Instruction 1:
In the blog post below about Brokeback Mountain, which publication does Mendelsohn write for?
Instruction 2:
Continue the blog post below about Brokeback Mountain, picking up right after its final sentence.

Given passage:

:::

Thursday, February 09, 2006

last brokeback mountain post. ever.

Quick! Mendelsohn at the New York Review of Books trumps the New Yorker film critics, again.

He doesn't cite the NYer review, but faults other papers and reviewers for insisting on the "universal" thing while politely ignoring the political specificity of the film. And he writes like he saw the film, felt the film and then took a few minutes to analyze what was going on . . .

"Both narratively and visually, Brokeback Mountain is a tragedy about the specifically gay phenomenon of the "closet"—about the disastrous emotional and moral consequences of erotic self-repression and of the social intolerance that first causes and then exacerbates it."

"The climax of these visual contrasts [big natural exteriors, cramped interiors] is also the emotional climax of the film, which takes place in two consecutive scenes, both of which prominently feature closets—literal closets." Hey, he's right. There are a lot of very significant closets in the film . . .

And he does this great contrast to Romeo and Juliet.

:::

Supplied entries:

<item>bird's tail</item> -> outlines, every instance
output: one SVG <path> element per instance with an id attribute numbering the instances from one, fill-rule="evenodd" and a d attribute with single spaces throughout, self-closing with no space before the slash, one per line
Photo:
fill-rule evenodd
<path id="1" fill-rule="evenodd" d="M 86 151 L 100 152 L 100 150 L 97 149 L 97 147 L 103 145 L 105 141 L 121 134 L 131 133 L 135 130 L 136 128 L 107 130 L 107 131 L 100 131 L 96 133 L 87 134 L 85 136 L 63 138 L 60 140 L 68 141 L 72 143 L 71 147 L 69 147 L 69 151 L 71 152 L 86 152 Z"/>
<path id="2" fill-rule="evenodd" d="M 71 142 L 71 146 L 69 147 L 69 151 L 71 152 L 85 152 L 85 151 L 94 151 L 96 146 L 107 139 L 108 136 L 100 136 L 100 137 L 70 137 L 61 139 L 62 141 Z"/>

:::

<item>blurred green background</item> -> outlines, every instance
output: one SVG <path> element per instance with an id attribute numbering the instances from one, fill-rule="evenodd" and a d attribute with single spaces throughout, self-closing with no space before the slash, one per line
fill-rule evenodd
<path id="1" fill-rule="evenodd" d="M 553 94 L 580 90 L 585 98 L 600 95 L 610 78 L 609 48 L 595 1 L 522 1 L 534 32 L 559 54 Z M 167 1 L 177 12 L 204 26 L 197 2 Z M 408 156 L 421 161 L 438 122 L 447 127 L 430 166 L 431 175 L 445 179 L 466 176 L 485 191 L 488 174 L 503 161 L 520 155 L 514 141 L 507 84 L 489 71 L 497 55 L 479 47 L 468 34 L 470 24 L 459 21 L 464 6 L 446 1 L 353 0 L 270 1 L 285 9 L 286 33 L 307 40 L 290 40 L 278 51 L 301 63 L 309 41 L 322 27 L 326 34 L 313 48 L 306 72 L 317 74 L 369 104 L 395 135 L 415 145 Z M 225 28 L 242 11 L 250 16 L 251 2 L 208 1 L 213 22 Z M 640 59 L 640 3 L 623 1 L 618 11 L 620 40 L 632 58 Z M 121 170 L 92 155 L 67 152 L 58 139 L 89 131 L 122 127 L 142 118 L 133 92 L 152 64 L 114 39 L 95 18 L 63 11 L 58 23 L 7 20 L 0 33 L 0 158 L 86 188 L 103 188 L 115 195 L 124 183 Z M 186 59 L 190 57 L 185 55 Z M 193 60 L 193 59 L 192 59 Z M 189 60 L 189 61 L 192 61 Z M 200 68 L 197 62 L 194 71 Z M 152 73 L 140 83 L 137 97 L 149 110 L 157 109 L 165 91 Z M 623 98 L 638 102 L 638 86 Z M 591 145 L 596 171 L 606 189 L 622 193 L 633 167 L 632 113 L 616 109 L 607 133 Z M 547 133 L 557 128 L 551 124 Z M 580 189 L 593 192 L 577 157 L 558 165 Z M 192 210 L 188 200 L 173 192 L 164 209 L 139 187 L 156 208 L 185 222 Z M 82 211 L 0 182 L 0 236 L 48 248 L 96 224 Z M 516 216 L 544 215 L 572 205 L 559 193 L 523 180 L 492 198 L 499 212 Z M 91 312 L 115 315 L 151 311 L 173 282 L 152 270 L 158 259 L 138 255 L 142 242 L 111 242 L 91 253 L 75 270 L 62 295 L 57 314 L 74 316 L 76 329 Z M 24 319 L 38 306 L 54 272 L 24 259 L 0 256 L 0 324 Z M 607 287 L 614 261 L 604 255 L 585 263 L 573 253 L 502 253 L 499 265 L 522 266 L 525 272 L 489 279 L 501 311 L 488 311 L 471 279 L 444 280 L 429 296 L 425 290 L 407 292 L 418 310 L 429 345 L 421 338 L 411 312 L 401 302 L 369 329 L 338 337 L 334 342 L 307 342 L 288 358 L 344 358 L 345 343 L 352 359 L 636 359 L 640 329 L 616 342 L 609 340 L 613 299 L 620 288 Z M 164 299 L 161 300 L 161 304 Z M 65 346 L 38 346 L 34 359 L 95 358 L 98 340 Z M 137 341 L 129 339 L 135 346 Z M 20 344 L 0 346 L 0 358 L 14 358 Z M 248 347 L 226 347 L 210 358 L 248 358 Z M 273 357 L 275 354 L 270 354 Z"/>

:::

Exercise result 1:
The New York Review of Books.

Exercise result 2:
"But those lovers, however star-crossed, never despise themselves. As Brokeback makes so eloquently clear, the tragedy of gay lovers like Ennis and Jack is only secondarily a social [ie, comparable to forbidden love between lovers of different races, religions, classes] tragedy. Their tragedy, which starts well before the lovers ever meet, is primarily a psychological tragedy, a tragedy of psyches scarred from the very first stirrings of an erotic desire which the world around them—beginning in earliest childhood, in the bosom of their families, as Ennis's grim flashback is meant to remind us—represents as unhealthy, hateful, and deadly. Romeo and Juliet (and we) may hate the outside world, the Capulets and Montagues, may hate Verona; but because they learn to hate homosexuality so early on, young people with homosexual impulses more often than not grow up hating themselves: they believe that there's something wrong with themselves long before they can understand that there's something wrong with society. This is the truth that Heath Ledger, who plays Ennis, clearly understands—"Fear was instilled in him at an early age, and so the way he loved disgusted him," the actor has said—and that is so brilliantly conveyed by his deservedly acclaimed performance." And it is according to these repressive laws of tragedy the queer Mercutio cannot be allowed to live either, which is why I love Romeo+Juliet and so does my dad.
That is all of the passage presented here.